=== Stated goal a ===
According to the forum thread, where was Basheer sent after the staff at Tahrir saw the Nasr City address?

=== Extracted text ===
+---+

# Tourist extension



## Basheer (Oct 2, 2009)

Hello

I left the country and came back. My one month visa I got at the airport is up, so I went to Tahrir to renew it. They saw the address I had written which is Nasr City--- they said go to the passport office in Nasr City. 

So I went there and they said we don't do tourist visas here, go to Tahrir.

I don't know what the issue is. A family member just got their visa extended for 3 months at Tahrir 3 months ago. 

Anyone hear anything about this? Any ideas?


----------



## MaidenScotland (Jun 6, 2009)

Hi 

There is a huge problems with visas just now as the right hand doesn't know what the left hand is doing. 
Many people are being refused or are told to leave the country for one day and come back in again and then re apply. I have a friend who has lived here for 40 years, married etc and her visa application has gone to the ministry for investigation and will take a minimum of two months, in the mean time she cannot drive as her driving licence needs renewed and she does not have a valid visa Work permits seem to also be in short supply.
I honestly do not know what to suggest. I would have told you to go to Hurghada to do it but it seems they are being refused there as well.


----------



## Basheer (Oct 2, 2009)

MaidenScotland said:


> Hi
> 
> There is a huge problems with visas just now as the right hand doesn't know what the left hand is doing.

+---+

=== Stated goal b ===
Convert the stretch of the rows from the line containing "Please scan the image above for any hockey net." through the end of the rows into a Markdown table with the columns Position and Text, numbering each line and leaving out blank lines.

=== Entries shown ===

+---+

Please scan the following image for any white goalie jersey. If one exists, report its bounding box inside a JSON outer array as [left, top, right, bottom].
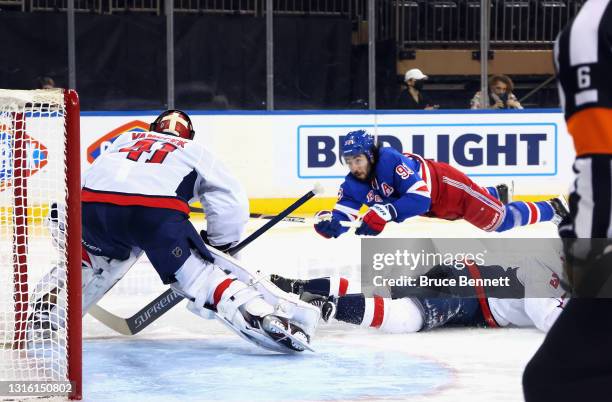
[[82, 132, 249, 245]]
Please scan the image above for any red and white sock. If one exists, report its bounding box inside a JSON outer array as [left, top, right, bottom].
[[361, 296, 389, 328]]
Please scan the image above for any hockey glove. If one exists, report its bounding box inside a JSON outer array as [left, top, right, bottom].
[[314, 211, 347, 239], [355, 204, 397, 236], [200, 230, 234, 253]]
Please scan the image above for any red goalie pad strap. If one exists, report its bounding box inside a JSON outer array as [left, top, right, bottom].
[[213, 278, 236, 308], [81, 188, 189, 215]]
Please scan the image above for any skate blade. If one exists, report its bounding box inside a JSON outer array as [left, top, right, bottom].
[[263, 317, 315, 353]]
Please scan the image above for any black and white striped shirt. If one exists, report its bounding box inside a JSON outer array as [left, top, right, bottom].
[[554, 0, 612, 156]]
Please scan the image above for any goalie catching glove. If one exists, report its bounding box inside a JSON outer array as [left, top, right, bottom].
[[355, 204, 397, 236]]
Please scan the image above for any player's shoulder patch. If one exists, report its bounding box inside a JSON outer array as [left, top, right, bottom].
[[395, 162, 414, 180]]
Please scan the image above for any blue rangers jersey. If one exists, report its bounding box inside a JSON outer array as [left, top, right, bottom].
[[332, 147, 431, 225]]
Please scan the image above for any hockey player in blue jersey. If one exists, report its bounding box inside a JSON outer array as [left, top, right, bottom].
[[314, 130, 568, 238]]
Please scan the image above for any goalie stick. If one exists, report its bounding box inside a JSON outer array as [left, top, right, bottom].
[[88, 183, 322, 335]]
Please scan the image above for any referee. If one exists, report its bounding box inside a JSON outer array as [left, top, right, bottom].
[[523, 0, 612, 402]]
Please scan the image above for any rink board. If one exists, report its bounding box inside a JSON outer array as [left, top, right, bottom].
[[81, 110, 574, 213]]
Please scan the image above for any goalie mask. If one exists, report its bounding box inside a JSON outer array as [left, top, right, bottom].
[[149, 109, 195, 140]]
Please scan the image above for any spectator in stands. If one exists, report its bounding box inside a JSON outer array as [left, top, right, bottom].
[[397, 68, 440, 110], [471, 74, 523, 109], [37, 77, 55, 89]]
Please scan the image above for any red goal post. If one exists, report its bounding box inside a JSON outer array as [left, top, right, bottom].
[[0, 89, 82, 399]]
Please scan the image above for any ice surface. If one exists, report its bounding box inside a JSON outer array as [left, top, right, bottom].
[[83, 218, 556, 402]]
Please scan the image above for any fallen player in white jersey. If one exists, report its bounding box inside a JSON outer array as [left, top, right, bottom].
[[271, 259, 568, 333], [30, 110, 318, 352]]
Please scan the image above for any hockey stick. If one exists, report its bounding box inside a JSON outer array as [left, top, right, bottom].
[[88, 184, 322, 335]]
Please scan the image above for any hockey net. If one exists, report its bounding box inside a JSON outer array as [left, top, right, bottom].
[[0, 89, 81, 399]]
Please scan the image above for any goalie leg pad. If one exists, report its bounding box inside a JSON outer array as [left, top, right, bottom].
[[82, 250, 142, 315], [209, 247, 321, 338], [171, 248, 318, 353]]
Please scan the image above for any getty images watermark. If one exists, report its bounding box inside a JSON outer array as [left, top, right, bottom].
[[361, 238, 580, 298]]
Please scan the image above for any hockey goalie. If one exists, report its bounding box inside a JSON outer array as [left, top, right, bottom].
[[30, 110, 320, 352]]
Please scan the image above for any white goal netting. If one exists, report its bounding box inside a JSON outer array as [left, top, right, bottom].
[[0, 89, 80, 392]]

+---+

=== Exercise output a ===
To the passport office in Nasr City.

=== Exercise output b ===
| Position | Text |
|---|---|
| 1 | Please scan the image above for any hockey net. If one exists, report its bounding box inside a JSON outer array as [left, top, right, bottom]. |
| 2 | [[0, 89, 81, 399]] |
| 3 | Please scan the image above for any goalie leg pad. If one exists, report its bounding box inside a JSON outer array as [left, top, right, bottom]. |
| 4 | [[82, 250, 142, 315], [209, 247, 321, 338], [171, 248, 318, 353]] |
| 5 | Please scan the image above for any getty images watermark. If one exists, report its bounding box inside a JSON outer array as [left, top, right, bottom]. |
| 6 | [[361, 238, 580, 298]] |
| 7 | Please scan the image above for any hockey goalie. If one exists, report its bounding box inside a JSON outer array as [left, top, right, bottom]. |
| 8 | [[30, 110, 320, 352]] |
| 9 | Please scan the image above for any white goal netting. If one exists, report its bounding box inside a JSON outer array as [left, top, right, bottom]. |
| 10 | [[0, 89, 80, 392]] |